Doit-on s’interroger sur la volonté de l’État français à maintenir le secteur de la pêche bretonne dynamique ? Il semble que oui. Depuis quelques années, la politique du « moins coûteux » est devenue la règle sous la forme d’une aquaculture marine de piètre qualité vendue en grandes surfaces. Quid de l’avenir des pêcheurs bretons dans leur propres eaux ?

Gérer la pêche est avant tout régir le partage des ressources dont elle dépend. Pour bien comprendre, il est impératif de poser le décor. L’Union Européenne est le cinquième producteur mondial de pêche et d’aquaculture. Sa politique halieutique repose sur la mise en commun de Zones Économiques Exclusives : les fameuses ZEE, sujettes à la convention de Montego Bay sur « le droit de la mer » signée en 1982.  La ZEE de chaque pays s’étant jusqu’à 200 milles marins (Environ 370 km) à partir des côtes, au-delà il s’agit des eaux internationales ; ne pas confondre cette limite avec les eaux territoriales représentant un espace d’une largeur maximale de 12 milles (22 km environ) au sein duquel l’État exerce sa souveraineté. Les eaux territoriales de chaque pays sont donc une partie empirique inaliénable à l’intérieure des ZEE. Ce sont ces dernières, les Zones Économiques Exclusives britanniques, que les pêcheurs anglais souhaitent récupérer pour une exploitation exclusive.

[Consigne écrite A]:
Range en liste numérotée les lignes du listing, en partant du début du listing et en finissant par la ligne qui contient "x=134 y=365", les deux incluses. Laisse de côté les lignes vides.
[Consigne écrite B]:
Reprends l'extrait sur la pêche bretonne et écris-en la suite à partir de sa dernière phrase.

[Données fournies]:

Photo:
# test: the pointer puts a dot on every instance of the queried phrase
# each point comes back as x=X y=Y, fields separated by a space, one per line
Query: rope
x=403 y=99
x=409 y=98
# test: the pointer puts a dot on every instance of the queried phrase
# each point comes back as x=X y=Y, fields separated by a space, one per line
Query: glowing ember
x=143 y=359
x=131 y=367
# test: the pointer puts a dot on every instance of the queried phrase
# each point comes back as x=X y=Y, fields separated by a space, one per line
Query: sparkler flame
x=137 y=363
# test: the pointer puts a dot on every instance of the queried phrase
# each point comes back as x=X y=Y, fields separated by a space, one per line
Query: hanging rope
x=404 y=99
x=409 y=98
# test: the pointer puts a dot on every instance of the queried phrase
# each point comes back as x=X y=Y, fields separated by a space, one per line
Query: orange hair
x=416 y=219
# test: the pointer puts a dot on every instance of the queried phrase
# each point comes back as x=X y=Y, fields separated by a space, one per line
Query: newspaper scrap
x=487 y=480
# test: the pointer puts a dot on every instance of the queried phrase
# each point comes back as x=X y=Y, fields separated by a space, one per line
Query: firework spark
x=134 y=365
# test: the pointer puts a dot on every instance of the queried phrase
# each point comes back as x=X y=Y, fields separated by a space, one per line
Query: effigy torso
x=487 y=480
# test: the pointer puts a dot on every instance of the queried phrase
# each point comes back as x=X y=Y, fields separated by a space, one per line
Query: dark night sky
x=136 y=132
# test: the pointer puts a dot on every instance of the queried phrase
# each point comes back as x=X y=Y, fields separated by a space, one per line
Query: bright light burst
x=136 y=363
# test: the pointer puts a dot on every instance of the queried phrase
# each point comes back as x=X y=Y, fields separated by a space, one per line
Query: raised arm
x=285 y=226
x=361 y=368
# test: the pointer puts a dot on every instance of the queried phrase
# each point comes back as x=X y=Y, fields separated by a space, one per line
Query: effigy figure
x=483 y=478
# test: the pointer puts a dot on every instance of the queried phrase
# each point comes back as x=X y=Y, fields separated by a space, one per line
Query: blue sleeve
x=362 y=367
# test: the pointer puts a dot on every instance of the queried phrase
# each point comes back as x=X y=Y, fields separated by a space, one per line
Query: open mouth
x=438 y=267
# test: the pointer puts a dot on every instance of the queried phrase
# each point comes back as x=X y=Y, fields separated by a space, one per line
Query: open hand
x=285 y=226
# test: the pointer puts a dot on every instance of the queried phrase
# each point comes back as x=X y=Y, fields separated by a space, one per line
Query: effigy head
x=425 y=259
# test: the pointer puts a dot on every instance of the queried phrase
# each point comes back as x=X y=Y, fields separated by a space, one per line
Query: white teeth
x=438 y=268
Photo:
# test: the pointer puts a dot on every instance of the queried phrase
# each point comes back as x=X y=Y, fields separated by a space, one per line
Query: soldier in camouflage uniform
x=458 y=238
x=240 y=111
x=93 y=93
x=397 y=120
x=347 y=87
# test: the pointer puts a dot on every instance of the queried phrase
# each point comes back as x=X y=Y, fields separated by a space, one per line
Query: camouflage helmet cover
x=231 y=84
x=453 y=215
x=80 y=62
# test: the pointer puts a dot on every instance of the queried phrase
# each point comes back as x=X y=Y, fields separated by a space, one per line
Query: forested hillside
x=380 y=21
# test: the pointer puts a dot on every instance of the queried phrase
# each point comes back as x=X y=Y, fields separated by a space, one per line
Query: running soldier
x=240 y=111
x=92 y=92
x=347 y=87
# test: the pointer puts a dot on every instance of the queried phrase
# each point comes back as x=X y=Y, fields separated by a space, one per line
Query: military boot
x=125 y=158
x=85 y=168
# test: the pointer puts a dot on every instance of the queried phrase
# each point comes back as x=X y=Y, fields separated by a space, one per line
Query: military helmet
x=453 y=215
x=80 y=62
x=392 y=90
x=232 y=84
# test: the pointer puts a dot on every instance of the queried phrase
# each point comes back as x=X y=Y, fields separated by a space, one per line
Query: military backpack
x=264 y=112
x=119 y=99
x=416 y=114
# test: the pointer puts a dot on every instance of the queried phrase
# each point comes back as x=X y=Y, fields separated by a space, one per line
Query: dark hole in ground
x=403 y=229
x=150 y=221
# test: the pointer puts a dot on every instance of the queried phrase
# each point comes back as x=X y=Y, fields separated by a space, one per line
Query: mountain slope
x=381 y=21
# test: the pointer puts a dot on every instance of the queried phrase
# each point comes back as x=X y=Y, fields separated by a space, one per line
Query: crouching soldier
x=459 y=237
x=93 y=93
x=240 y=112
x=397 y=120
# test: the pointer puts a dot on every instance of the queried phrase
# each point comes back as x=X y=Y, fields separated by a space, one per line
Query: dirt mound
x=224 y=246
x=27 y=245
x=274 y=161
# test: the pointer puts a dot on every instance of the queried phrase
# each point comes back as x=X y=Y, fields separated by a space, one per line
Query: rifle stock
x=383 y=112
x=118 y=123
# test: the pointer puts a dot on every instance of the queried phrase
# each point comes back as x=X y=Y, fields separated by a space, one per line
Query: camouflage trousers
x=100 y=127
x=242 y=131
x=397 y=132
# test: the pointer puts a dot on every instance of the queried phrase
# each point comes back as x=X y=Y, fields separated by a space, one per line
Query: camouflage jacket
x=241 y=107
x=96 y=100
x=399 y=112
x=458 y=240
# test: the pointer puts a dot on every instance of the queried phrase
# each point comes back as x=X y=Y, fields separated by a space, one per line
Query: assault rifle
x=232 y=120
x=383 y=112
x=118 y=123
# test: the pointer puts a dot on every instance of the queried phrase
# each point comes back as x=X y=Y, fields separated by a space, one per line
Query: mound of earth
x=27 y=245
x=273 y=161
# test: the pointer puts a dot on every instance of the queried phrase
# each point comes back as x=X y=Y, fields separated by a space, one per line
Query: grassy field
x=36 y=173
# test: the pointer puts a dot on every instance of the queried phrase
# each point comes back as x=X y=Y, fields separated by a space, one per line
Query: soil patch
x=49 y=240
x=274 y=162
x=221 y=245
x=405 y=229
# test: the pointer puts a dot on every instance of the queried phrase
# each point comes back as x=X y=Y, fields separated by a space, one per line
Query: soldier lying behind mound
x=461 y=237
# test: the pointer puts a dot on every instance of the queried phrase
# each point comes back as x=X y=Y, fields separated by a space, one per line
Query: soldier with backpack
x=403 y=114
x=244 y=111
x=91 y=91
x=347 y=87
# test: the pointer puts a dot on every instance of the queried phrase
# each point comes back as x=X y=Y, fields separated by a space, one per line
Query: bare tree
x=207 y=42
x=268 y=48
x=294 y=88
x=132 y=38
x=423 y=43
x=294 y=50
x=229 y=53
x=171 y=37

[Réponse finale A]:
1. Photo:
2. # test: the pointer puts a dot on every instance of the queried phrase
3. # each point comes back as x=X y=Y, fields separated by a space, one per line
4. Query: rope
5. x=403 y=99
6. x=409 y=98
7. # test: the pointer puts a dot on every instance of the queried phrase
8. # each point comes back as x=X y=Y, fields separated by a space, one per line
9. Query: glowing ember
10. x=143 y=359
11. x=131 y=367
12. # test: the pointer puts a dot on every instance of the queried phrase
13. # each point comes back as x=X y=Y, fields separated by a space, one per line
14. Query: sparkler flame
15. x=137 y=363
16. # test: the pointer puts a dot on every instance of the queried phrase
17. # each point comes back as x=X y=Y, fields separated by a space, one per line
18. Query: hanging rope
19. x=404 y=99
20. x=409 y=98
21. # test: the pointer puts a dot on every instance of the queried phrase
22. # each point comes back as x=X y=Y, fields separated by a space, one per line
23. Query: orange hair
24. x=416 y=219
25. # test: the pointer puts a dot on every instance of the queried phrase
26. # each point comes back as x=X y=Y, fields separated by a space, one per line
27. Query: newspaper scrap
28. x=487 y=480
29. # test: the pointer puts a dot on every instance of the queried phrase
30. # each point comes back as x=X y=Y, fields separated by a space, one per line
31. Query: firework spark
32. x=134 y=365

[Réponse finale B]:
La pêche est l’un des secteurs les plus impactés par le Brexit

Aujourd’hui, les pays de l’UE tirent en moyenne un poisson sur trois des eaux britanniques. La France est donc dépendante à environ 30% des autorisations de Londres, et le pourcentage monte à 50% s’agissant de la Bretagne qui, en outre, représente environ la moitié du chalutage français  (si l’on intègre la Loire-Atlantique, choix hélas ! trop rare dans les statistiques) ; cela signifie que 50% des immatriculations des bateaux de pêche français sont bretons. La région a connu une expansion extraordinaire jusque dans les années 70, lorsque nos pêcheurs jetaient encore leurs filets dans les eaux brésiliennes et celles du Pacifique. Mais, depuis Montego Bay, la France et surtout la Bretagne se sont repliées vers les zones halieutiques européennes. Le Brexit et les revendications britanniques risque fort d’accentuer ce repli. De fait, les conséquences halieutiques de la rupture entre Londres et Bruxelles sont scrutées de près par tous les pêcheurs, qu’ils soient Bretons, Français ou Anglais ; nonobstant une inquiétude européenne, puisque de Concarneau à Rostock (Allemagne), en passant par Zeebrugge (Belgique), Gdansk (Pologne), ou encore Galway (Irlande), les professionnels de la pêche craignent de ne plus pouvoir accéder aux eaux poissonneuses britanniques.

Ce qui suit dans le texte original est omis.